#### Lesetext
──────────────────────────────
Durch die Immunsuppression mit Calcineurininhibitoren (CNI) zusammen mit Glukokortikoiden konnte das Auftreten akuter Abstoßungen nach Nierentransplantation deutlich reduziert werden. Allerdings trägt die Nephrotoxizität der CNI zum chronischen Transplantatversagen bei und die Nebenwirkungen der Glukokortikoide zu einer Verschlechterung des kardiovaskulären Risikoprofils. Beim Absetzen von CNI oder Glukokortikoiden und Fortführen mit DNA-Synthesehemmern bzw. bei der Konversion muss individuell im Hinblick auf das Risiko einer akuten Abstoßung, die Transplantatfunktion und das Nebenwirkungsprofil der Präparate entschieden werden. In Kombination mit Mycophenolatmofetil können CNI sicher reduziert werden, allerdings können diese CNI nicht ersetzen. Eine Konversion von CNI auf mTOR-Inhibitoren ist möglich bei Patienten mit einer GFR >40 ml/min, einem Urin-Protein/Kreatinin-Quotienten ≤0,11 und unter engmaschiger Kontrolle der Transplantatfunktion sowie des Patienten im Hinblick auf mögliche Nebenwirkungen. Eine Vermeidung von CNI- oder Glukokortikoid-basierten Regimen mit Hilfe neuerer Immunsuppressiva ist möglich, allerdings fehlen noch ausreichende Daten für den Langzeitverlauf.
──────────────────────────────
#### Bereitgestellte Daten
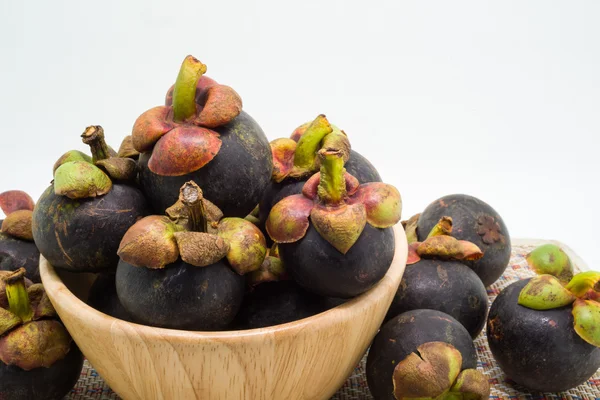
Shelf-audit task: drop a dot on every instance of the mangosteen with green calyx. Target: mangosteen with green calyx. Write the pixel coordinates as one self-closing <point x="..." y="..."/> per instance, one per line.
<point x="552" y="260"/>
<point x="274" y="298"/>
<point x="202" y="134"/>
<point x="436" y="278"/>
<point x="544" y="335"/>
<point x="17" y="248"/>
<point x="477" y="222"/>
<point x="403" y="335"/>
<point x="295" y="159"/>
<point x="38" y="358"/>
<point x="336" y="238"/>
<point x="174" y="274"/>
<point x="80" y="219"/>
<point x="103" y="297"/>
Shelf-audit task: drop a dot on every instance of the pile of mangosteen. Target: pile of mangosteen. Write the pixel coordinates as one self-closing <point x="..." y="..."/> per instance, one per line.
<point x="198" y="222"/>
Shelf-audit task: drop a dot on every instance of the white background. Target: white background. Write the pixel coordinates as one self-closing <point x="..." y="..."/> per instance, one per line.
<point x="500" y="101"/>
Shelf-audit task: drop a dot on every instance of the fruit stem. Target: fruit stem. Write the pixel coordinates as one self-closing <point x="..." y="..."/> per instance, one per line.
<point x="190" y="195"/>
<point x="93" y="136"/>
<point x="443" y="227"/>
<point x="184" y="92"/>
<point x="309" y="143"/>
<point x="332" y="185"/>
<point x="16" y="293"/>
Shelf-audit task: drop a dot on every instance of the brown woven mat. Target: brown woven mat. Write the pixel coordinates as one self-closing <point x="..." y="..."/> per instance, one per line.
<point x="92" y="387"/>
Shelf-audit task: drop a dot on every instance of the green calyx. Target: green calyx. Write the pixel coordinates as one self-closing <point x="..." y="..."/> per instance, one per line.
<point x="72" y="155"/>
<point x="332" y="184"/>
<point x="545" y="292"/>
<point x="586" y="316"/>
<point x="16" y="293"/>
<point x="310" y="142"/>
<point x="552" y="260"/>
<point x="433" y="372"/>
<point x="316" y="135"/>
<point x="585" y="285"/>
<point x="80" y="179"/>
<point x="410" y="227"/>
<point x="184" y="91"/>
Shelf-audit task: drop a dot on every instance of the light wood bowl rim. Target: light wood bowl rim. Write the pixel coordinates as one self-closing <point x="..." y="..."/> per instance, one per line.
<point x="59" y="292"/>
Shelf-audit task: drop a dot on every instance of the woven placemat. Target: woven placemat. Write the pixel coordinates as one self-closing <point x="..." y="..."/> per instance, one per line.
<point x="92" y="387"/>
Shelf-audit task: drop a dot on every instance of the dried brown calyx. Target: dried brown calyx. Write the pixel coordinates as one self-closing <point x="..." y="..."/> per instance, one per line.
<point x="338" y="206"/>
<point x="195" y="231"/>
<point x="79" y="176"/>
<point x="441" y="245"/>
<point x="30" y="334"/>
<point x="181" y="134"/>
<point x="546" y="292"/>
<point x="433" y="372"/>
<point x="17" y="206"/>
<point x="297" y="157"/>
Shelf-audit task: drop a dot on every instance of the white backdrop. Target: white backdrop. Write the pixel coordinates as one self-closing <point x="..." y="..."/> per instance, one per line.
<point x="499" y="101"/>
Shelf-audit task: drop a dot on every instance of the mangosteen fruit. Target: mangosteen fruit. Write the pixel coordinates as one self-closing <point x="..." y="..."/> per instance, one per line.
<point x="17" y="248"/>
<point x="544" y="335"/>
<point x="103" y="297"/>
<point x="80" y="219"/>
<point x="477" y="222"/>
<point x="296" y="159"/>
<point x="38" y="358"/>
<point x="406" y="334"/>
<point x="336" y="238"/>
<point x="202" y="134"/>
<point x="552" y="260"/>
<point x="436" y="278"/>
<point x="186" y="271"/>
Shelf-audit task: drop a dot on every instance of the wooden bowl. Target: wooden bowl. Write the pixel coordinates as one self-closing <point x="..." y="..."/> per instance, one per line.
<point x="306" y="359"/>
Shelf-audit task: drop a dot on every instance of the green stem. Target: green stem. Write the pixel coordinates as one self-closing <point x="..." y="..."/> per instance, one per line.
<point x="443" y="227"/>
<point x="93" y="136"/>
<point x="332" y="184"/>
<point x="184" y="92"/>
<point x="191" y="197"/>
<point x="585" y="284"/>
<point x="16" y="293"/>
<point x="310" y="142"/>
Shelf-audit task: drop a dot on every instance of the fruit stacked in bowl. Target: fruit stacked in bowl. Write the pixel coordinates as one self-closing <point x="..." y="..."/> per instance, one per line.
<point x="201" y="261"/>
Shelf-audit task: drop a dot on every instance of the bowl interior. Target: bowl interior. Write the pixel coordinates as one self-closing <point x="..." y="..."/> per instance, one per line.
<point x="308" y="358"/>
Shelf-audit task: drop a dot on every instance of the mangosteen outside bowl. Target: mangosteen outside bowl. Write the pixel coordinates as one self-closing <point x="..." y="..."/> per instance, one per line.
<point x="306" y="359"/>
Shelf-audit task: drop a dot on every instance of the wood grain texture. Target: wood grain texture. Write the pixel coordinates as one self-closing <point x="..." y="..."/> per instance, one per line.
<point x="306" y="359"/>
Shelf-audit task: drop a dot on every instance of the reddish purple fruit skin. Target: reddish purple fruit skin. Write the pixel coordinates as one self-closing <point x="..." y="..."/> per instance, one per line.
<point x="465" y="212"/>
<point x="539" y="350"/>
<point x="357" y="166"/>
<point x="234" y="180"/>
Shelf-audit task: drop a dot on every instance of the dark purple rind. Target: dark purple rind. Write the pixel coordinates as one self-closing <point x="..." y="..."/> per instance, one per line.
──────────────────────────────
#### Auftrag
Setzen Sie bitte den Lesetext zur Immunsuppression nach Nierentransplantation im Anschluss an seinen letzten Satz fort.

#### Antwort
Schlüsselwörter

Immunsuppression Nierentransplantation Calcineurininhibitoren mTOR-Inhibitoren Glukokortikoide 

Management of immunosuppression after kidney transplantation

Abstract

The introduction of calcineurin inhibitors (CNIs) and their combination with steroids has led to a decreased incidence of acute rejection episodes in patients after kidney transplantation. However, the nephrotoxicity of CNIs contributes to chronic allograft injury, and the side effects of steroids contribute to a deterioration of the cardiovascular risk profile. The decision to withdraw CNIs or steroids and continue with, or change to, DNA synthesis inhibitors needs to be made individually on the basis of the risk of acute rejection, the function of the graft, and side effects of the applied drugs. Conversion from CNIs to mTOR inhibitors is feasible in patients with a baseline glomerular filtration rate >40 ml/min and a urine protein/creatinine ratio ≤0.11 and with close monitoring of side effects. CNIs or steroid-free immunosuppression may be successful with new immunosuppressants, yet more data are required with respect to long-term results.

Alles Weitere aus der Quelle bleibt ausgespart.